Text passage START

Objectives/Hypothesis

Management of unrecognized recurrent laryngeal nerve injury typically entails delayed phonosurgical intervention and laryngeal reinnervation, but in cases of recognized injury, nerve anastomosis has been considered standard management. However, the well-organized outcome analysis of nerve anastomosis has been insufficient. We performed immediate direct anastomosis of recurrent laryngeal nerves injured during surgery for thyroid cancer, and subsequent patient outcomes were analyzed.

Study Design

A total 14 patients sustaining recurrent laryngeal nerve injury during thyroidectomy were recruited for the study. Patients undergoing immediate direct reparative anastomosis of the injured nerves constituted the test group, whereas the controls of group 2 (n = 4) did not.

Methods

At follow-up, all patients submitted to rigid laryngoscopy at 3, 6, and 12 months postoperatively. Subjective and objective outcomes of the two groups were then compared.

Text passage END
Data extracts START

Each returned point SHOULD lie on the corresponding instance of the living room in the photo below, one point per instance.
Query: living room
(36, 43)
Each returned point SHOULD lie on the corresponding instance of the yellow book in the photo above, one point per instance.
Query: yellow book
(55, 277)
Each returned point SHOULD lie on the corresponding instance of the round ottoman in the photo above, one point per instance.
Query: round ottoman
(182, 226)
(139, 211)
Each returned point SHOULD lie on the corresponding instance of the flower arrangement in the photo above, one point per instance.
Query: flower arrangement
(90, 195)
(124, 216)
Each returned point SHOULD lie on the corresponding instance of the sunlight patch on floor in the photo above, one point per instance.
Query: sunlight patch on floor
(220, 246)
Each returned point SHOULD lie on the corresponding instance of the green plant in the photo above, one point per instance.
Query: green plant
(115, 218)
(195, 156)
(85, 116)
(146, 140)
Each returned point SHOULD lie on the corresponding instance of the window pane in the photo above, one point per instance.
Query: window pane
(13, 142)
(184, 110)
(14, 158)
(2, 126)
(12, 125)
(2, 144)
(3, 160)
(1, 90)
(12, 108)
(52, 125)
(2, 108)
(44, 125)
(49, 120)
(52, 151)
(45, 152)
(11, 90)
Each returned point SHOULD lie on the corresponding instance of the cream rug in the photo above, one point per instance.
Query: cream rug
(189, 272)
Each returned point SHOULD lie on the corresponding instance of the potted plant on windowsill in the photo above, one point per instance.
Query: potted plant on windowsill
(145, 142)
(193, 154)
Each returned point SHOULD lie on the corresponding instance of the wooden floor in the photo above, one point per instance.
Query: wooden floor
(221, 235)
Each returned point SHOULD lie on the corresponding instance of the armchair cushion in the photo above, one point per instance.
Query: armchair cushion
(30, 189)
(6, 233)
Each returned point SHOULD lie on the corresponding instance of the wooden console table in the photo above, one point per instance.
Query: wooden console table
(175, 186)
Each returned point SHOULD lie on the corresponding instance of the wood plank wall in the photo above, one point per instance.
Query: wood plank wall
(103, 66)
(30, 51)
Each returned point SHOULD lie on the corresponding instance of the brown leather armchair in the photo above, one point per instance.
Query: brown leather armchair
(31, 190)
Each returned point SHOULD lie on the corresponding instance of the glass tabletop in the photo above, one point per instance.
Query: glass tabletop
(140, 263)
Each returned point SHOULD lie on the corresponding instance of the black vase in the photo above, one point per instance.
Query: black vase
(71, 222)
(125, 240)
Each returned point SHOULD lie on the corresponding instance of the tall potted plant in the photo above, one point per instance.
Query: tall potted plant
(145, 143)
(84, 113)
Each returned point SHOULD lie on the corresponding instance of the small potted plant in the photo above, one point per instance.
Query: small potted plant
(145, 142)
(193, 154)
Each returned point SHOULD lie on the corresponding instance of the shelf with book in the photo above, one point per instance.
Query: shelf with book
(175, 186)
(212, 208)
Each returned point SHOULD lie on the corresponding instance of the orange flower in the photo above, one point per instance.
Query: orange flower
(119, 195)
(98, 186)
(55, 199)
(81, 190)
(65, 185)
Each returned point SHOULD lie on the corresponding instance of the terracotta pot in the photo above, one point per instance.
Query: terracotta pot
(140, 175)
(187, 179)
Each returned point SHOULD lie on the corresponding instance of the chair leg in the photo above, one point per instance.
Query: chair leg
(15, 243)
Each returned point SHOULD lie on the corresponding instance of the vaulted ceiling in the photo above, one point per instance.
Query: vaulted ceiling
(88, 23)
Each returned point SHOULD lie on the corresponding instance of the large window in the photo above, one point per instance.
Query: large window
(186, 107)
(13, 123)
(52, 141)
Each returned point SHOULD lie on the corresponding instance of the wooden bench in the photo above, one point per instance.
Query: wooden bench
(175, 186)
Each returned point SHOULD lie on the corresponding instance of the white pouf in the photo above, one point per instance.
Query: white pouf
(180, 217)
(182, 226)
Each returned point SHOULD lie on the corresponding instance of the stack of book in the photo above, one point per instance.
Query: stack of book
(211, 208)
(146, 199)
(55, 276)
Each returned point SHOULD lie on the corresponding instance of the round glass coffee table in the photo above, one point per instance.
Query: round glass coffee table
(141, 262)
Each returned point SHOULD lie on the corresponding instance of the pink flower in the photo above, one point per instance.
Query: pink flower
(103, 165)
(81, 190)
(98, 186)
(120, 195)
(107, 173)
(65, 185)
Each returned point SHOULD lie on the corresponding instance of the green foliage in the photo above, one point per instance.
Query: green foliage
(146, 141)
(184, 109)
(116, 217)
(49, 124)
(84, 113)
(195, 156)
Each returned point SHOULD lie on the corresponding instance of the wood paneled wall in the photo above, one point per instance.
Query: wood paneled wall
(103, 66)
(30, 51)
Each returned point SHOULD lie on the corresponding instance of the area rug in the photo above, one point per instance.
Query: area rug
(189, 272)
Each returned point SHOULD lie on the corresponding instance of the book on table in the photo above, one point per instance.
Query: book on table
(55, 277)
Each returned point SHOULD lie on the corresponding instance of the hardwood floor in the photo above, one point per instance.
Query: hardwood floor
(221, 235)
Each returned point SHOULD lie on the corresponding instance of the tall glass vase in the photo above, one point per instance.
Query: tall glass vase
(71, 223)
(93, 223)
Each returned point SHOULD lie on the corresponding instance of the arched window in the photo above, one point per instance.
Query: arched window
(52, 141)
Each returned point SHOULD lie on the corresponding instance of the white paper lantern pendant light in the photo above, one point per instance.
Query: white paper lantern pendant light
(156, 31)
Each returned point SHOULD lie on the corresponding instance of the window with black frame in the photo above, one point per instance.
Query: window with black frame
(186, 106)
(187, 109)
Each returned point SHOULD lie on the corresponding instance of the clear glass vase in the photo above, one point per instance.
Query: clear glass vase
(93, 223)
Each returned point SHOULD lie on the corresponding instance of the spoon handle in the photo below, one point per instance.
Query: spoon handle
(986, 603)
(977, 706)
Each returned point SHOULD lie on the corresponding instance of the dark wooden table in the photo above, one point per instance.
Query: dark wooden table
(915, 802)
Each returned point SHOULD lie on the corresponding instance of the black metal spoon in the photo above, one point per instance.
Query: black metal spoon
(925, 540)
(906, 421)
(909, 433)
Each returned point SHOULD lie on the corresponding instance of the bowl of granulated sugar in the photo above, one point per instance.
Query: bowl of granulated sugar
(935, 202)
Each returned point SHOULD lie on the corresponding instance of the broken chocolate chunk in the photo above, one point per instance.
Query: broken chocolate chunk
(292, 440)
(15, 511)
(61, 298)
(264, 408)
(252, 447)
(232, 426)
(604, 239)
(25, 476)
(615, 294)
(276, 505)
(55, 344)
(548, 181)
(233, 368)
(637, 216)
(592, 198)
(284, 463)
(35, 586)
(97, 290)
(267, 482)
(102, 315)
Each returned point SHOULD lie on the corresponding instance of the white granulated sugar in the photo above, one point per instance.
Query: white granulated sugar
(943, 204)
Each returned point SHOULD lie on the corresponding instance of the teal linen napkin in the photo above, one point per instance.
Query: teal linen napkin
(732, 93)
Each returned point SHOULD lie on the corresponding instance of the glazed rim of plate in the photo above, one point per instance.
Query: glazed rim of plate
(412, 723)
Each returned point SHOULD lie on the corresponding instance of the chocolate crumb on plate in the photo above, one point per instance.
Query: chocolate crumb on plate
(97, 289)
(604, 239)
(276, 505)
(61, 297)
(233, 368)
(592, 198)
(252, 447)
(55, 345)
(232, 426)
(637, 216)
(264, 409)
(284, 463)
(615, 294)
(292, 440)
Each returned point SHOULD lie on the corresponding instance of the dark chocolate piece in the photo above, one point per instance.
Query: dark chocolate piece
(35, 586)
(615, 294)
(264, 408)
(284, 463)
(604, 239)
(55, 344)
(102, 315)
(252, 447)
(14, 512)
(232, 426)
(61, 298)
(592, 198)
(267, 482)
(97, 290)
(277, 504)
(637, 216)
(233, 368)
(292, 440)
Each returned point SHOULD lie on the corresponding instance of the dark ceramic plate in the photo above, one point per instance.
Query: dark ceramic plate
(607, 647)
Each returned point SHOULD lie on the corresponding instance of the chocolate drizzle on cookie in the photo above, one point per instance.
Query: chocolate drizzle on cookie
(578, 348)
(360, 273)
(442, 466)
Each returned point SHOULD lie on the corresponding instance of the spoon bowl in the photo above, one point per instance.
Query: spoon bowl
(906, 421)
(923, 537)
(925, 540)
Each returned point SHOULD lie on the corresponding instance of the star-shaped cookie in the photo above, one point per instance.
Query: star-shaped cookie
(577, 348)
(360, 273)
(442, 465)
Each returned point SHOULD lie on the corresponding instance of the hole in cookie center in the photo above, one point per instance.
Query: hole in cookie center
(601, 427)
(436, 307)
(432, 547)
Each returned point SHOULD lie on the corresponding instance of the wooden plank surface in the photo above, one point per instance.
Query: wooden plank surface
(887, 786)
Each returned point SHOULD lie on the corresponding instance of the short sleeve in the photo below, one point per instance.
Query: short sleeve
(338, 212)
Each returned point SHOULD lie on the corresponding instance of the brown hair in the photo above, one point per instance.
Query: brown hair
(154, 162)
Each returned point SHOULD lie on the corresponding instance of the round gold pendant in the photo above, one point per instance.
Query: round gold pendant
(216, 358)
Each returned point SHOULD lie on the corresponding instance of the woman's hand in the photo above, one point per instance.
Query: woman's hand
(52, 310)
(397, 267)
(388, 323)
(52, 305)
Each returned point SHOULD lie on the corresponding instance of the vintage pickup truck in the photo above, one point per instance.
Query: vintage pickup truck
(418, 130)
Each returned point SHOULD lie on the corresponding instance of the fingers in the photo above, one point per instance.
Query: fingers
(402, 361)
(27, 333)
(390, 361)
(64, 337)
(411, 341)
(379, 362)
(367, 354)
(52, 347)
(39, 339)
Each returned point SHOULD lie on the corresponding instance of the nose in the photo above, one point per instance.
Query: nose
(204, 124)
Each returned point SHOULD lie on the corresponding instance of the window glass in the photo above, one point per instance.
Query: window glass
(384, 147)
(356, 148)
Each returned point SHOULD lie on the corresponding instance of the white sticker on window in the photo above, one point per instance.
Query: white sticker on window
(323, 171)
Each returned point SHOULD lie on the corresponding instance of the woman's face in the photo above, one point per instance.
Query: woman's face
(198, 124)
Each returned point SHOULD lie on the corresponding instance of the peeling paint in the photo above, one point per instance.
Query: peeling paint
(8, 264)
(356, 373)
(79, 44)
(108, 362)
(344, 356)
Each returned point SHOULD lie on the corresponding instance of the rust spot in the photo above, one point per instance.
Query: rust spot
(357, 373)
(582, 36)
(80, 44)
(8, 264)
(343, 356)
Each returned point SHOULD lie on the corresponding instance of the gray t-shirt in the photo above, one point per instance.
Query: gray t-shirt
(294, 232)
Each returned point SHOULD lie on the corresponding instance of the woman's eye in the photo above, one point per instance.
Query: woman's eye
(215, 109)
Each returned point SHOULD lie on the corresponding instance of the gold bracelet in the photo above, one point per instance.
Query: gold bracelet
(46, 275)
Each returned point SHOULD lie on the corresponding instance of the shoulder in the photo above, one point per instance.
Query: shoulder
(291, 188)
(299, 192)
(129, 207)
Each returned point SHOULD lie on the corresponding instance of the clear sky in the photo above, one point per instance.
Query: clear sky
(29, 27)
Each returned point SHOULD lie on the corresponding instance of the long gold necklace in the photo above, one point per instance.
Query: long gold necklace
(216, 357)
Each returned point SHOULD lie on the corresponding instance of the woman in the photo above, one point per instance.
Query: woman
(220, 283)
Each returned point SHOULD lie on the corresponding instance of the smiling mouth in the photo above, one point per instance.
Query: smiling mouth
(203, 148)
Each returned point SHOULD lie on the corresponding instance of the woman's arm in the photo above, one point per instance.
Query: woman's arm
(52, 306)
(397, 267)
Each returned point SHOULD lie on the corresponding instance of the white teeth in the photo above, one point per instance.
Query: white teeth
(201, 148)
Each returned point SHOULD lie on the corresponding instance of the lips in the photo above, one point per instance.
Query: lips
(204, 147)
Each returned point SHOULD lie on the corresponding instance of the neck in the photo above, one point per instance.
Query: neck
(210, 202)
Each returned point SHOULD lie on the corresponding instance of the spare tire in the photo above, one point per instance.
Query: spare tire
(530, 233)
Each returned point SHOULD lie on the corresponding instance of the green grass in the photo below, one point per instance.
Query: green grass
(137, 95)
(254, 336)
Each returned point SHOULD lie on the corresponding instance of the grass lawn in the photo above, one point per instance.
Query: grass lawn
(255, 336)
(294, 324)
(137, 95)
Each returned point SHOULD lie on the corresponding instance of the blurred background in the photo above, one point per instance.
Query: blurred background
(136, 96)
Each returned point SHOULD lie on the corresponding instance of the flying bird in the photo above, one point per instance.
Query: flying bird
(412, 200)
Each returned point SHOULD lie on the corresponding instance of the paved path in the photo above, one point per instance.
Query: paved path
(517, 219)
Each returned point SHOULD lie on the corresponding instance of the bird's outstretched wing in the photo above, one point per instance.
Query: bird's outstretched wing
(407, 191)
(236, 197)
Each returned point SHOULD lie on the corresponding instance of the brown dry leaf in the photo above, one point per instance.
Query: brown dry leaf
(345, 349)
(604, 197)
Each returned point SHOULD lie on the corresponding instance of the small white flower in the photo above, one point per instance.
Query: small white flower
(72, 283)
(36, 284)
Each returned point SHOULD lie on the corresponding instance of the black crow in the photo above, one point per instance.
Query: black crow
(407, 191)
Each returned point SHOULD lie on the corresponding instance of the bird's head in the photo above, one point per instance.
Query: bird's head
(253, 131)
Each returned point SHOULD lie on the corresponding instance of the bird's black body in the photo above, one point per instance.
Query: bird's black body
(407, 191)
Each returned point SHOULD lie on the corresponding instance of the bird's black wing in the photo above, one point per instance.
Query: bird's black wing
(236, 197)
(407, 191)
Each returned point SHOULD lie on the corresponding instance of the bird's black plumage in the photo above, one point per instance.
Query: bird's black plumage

Data extracts END

→ **Task set**:
• A. Answer these from the nerve injury abstract:
(i) How many patients were recruited in total?
(ii) How many patients were in the control group, group 2?
(iii) At how many months after surgery did patients have rigid laryngoscopy?
• B. Write out the part of the nerve injury abstract that opens with the words "Objectives/Hypothesis" and closes with "(n = 4) did not.".
• C. Carry the nerve injury abstract forward from the point where it stops.

→ **Outputs in order**:
• A.
(i) 14
(ii) 4
(iii) 3, 6, and 12 months

• B.
Objectives/Hypothesis

Management of unrecognized recurrent laryngeal nerve injury typically entails delayed phonosurgical intervention and laryngeal reinnervation, but in cases of recognized injury, nerve anastomosis has been considered standard management. However, the well-organized outcome analysis of nerve anastomosis has been insufficient. We performed immediate direct anastomosis of recurrent laryngeal nerves injured during surgery for thyroid cancer, and subsequent patient outcomes were analyzed.

Study Design

A total 14 patients sustaining recurrent laryngeal nerve injury during thyroidectomy were recruited for the study. Patients undergoing immediate direct reparative anastomosis of the injured nerves constituted the test group, whereas the controls of group 2 (n = 4) did not.

• C.
Results

At 12 months postoperatively, group 1 showed greater improvement in maximum phonation time, glottic gap scores, GRBAS (grade, roughness, breathiness, asthenia, and strain) scales, aspiration scoring, and Voice Handicap Index than controls of group 2. Moreover, group 1 showed an improvement in all five categories at 12 months postoperatively, compared with status at 3 months. None of the patients in group 1 showed laryngoscopic evidence of vocal cord atrophy.

Conclusion

In this study, patients undergoing immediate direct recurrent laryngeal nerve anastomosis demonstrated better phonation and perceptually rated voice quality than those who did not undergo repair.